──────── Brano fornito ────────

Non solo le preoccupazioni per il “crescente rischio” di ritardi nell’attuazione del Pnrr. Nel country report sull’Italia pubblicato mercoledì insieme alle raccomandazioni Paese lo staff della direzione generale Affari economici della Commissione europea mette nel mirino le decisioni del governo Meloni sul fronte fiscale, i continui rinvii sulle concessioni balneari e le proposte sull’autonomia differenziata. Per quest’ultima arriva la bocciatura più pesante: la delega firmata da Roberto Calderoli “rischia di mettere a repentaglio la capacità del governo di indirizzare la spesa pubblica” e la possibilità di “fornire gli stessi livelli essenziali di servizi in regioni storicamente a bassa spesa, anche per la mancanza di un meccanismo perequativo“. Aspetti che si tradurrebbero in “un impatto negativo sulla qualità delle finanze pubbliche italiane e sulle disparità regionali“. Un giudizio non sorprendente: le perplessità ricalcano quelle espresse dal Servizio bilancio del Senato nell’analisi – poi derubricata a “nota provvisoria e non verificata” – che la settimana scorsa ha alimentato gli attacchi delle opposizioni e fatto emergere chiare divisioni interne alla maggioranza.

Tornando al fisco, i funzionari rilevano che l’ampliamento della flat tax agli autonomi con redditi fino a 85mila euro e la tassa piatta incrementale introdotte con la legge di Bilancio non solo “suscitano preoccupazioni in termini di equità ed efficienza del sistema” perché “riducono l’effetto redistributivo, implicano livelli di tassazione diversi tra categorie di contribuenti e creano disincentivi alla crescita delle attività” ma, andando a braccetto con uno sconto sui contributi previdenziali, comportano pure un problema di lungo periodo per “la sostenibilità del sistema di welfare“. E la delega fiscale, che prevede nel medio periodo una flat tax generalizzata sui redditi delle persone fisiche già definita “poco realistica” da Bankitalia, peggiora le cose perché potrebbe “ostacolare la progressività“. Secondo i tecnici europei una linea d’azione efficace dovrebbe seguire tutt’altra impostazione, quella predicata da anni: spostare la tassazione dal lavoro ad altre fonti di gettito meno dannose per la crescita. Come le tasse su donazioni e eredità e quella sulle prime case, che l’Italia ha azzerato un decennio fa. La Commissione nelle raccomandazioni del 2021 aveva poi chiesto di allineare i valori catastali a quelli di mercato e ridurre i sussidi dannosi per l’ambiente insieme agli altri (più o meno settoriali) incentivi fiscali, ma non registra “alcun progresso” su quei fronti.

──────── Dati registrati ────────

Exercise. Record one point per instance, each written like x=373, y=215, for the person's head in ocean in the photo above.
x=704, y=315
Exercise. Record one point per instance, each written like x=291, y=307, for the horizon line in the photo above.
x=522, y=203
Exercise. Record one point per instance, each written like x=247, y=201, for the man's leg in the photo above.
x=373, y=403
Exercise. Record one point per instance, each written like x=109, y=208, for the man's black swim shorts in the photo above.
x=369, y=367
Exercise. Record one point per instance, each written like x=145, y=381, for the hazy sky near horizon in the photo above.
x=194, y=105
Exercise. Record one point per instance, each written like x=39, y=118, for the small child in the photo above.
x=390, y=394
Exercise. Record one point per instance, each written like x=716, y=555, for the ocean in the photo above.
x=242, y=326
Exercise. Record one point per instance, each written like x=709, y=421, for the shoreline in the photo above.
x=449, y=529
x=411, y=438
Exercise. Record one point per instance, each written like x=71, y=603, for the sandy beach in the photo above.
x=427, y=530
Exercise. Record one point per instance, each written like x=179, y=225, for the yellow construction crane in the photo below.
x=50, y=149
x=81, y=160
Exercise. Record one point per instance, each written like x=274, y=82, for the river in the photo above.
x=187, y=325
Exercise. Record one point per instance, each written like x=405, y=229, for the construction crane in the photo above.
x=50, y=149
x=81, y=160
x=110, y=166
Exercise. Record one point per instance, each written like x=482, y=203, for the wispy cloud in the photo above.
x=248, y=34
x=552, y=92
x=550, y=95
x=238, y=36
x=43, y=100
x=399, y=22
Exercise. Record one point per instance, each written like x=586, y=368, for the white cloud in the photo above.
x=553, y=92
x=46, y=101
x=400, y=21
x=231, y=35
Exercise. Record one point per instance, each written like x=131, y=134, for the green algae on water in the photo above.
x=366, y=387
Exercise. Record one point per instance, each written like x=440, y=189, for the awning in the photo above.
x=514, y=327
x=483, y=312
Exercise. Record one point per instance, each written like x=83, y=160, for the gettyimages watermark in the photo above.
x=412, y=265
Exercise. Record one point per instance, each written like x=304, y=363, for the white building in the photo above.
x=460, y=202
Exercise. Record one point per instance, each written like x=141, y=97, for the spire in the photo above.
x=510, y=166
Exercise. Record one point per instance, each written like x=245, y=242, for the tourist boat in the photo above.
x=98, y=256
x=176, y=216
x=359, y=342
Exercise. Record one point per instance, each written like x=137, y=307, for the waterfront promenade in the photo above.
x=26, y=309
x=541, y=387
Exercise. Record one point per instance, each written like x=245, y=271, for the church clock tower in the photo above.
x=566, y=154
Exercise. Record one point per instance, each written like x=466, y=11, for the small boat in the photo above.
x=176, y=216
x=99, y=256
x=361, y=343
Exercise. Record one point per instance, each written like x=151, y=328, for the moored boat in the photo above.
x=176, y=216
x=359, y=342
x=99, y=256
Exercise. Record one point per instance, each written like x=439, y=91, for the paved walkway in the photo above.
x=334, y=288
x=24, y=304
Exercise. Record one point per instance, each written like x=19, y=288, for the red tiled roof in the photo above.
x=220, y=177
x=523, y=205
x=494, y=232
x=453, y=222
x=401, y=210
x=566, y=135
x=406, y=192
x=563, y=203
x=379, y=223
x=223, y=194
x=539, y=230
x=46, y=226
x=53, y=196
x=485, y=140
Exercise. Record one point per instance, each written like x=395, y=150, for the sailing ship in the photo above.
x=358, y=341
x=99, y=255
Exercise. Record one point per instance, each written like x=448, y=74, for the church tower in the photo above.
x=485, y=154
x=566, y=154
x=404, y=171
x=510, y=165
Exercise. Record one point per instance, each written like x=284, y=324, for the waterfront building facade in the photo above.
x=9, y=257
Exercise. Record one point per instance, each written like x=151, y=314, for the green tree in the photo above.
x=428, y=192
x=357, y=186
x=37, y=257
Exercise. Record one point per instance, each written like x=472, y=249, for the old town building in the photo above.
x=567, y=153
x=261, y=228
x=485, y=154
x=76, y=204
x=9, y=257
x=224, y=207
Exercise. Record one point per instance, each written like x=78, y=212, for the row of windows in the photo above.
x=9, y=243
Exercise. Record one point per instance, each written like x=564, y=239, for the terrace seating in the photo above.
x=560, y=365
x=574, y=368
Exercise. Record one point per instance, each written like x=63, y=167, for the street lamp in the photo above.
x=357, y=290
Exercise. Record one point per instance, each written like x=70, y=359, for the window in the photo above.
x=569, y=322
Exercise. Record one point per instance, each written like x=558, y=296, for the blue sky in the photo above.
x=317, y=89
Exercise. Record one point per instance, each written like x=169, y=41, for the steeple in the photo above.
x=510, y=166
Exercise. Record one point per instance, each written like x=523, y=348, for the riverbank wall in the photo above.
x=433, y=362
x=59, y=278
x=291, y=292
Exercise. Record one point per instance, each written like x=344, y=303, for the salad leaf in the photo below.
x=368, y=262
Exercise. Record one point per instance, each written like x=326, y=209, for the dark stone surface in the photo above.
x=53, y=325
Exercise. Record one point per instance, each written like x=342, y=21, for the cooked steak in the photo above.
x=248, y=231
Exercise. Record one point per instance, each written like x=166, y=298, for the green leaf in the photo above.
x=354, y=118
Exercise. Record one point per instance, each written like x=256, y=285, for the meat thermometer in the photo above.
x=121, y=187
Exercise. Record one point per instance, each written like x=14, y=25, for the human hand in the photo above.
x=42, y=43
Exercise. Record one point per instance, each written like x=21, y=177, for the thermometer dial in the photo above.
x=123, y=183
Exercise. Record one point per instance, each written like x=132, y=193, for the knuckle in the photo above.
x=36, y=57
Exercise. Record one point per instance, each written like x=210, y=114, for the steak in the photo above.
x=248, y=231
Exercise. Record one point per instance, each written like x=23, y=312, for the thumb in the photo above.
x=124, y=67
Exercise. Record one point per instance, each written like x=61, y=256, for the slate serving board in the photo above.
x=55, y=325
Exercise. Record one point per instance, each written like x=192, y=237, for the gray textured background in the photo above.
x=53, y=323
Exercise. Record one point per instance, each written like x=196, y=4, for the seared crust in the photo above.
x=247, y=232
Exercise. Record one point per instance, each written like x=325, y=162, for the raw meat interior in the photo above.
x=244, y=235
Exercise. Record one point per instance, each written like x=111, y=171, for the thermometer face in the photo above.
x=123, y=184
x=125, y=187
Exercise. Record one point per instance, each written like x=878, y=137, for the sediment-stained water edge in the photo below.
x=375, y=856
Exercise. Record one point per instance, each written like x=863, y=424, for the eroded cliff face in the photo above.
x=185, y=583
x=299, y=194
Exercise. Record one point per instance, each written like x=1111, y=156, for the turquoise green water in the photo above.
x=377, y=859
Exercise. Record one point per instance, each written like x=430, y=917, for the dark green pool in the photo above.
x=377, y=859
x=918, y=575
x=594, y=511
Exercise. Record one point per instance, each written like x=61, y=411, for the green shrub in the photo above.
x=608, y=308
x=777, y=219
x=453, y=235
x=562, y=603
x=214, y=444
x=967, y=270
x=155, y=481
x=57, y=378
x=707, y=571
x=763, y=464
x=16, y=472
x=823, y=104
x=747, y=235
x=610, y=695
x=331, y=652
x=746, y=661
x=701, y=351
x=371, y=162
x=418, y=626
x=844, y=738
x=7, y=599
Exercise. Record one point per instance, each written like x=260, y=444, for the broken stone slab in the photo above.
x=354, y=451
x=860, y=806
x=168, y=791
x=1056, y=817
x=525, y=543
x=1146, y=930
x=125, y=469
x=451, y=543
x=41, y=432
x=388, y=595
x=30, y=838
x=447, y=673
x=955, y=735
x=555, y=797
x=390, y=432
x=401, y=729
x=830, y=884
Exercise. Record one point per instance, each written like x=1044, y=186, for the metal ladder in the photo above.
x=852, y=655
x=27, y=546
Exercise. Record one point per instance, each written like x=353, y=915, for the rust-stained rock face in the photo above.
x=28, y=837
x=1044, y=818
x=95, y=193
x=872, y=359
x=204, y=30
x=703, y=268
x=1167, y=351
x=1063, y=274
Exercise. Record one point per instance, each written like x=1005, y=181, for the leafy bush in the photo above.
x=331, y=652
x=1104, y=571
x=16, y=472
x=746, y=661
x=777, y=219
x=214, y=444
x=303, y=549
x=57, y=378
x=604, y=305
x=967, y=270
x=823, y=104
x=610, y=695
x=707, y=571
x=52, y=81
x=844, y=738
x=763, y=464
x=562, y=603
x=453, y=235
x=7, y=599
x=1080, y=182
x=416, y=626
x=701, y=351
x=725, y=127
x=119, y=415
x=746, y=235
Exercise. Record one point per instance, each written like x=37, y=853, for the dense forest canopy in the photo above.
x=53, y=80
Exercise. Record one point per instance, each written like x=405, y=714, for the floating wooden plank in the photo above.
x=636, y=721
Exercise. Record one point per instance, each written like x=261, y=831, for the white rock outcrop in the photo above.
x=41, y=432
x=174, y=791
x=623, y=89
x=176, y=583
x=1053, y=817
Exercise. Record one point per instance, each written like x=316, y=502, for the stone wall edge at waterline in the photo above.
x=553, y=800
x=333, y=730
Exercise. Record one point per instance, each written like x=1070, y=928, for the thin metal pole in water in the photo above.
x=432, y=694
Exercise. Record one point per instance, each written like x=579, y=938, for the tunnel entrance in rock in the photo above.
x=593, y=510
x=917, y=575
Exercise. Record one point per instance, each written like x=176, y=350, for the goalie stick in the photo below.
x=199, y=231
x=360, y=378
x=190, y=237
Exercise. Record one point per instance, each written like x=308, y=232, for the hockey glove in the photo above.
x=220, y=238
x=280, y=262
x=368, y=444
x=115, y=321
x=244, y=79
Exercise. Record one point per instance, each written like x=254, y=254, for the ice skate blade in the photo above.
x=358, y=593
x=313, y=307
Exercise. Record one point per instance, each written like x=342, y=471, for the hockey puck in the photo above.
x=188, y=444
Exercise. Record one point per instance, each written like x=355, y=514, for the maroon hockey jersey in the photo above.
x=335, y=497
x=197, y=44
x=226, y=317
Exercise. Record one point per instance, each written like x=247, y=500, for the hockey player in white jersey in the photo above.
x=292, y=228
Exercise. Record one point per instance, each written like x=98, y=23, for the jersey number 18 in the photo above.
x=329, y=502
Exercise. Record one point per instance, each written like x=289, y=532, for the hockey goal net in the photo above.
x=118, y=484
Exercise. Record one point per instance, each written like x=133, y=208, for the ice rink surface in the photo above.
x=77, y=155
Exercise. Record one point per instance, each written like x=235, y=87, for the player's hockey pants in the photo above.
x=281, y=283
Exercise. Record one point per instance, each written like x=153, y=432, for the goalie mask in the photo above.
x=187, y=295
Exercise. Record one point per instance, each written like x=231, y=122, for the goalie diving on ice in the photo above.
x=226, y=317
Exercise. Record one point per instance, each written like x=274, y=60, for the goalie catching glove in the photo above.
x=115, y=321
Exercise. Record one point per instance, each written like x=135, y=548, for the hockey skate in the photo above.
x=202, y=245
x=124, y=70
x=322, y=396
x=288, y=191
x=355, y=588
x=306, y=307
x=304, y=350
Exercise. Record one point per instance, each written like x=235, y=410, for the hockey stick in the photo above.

────────

▶ **Esercizio proposto**: Prosegui l'articolo sul rapporto della Commissione europea dedicato all'Italia, riprendendo subito dopo la sua ultima frase.

▶ **Esercizio svolto**:
Lo staff arriva anche a suggerire una possibile riforma neutrale dal punto di vista degli introiti per lo Stato e ne misura gli effetti utilizzando il sistema di simulazione Euromod: si tratterebbe di aumentare l’aliquota sui redditi più alti dal 43 al 49% e finanziare con il ricavato un aumento del credito d’imposta per il primo, secondo e terzo scaglione di reddito. Questo “ridurrebbe in maniera considerevole il gap rispetto alla media europea a circa 1 punto percentuale” e “il cuneo fiscale per i contribuenti che hanno salari pari a due terzi della media calerebbe di un punto sotto la media europea“. Come effetto collaterale, “la povertà calerebbe dell’1% e la disuguaglianza dell’1,2%” e la partecipazione al lavoro aumenterebbe. Ma il governo ha scelto di andare in direzione opposta, come dimostra da ultimo l’intenzione di ridurre il superbollo sulle auto più potenti e abrogare o rivedere l’imposta sulle transazioni finanziarie.

Per quanto riguarda le spiagge, “i continui ritardi nell’implementazione di procedure competitive efficaci per l’assegnazione di licenze per la gestione di strutture marittime, lacustri e fluviali per il tempo libero e il turismo rimangono una fonte di preoccupazione e comportano una significativa perdita di entrate“. Sebbene la legge annuale sulla concorrenza 2021 avesse “posto i presupposti per una riforma del settore, sono state introdotte successive iniziative legislative che hanno concesso ulteriori proroghe dei contratti in essere, ostacolando così l’avanzamento”. Una mossa già censurata dal presidente della Repubblica Sergio Mattarella, che ha evidenziato “profili di incompatibilità con il diritto europeo – l’Italia è già sotto procedura di infrazione – e “con decisioni giurisdizionali definitive“. Quelle del Consiglio di Stato, che ha sancito come le concessioni in essere resteranno valide solo fino al 31 dicembre di quest’anno e dal giorno successivo non ci sarà alcuna possibilità di proroga ulteriore: quella inserita nel Milleproroghe dalla maggioranza sarà quindi inapplicabile e tutte le concessioni in essere dovranno
considerarsi prive di effetto. Con risultati potenzialmente dirompenti per l’intero sistema.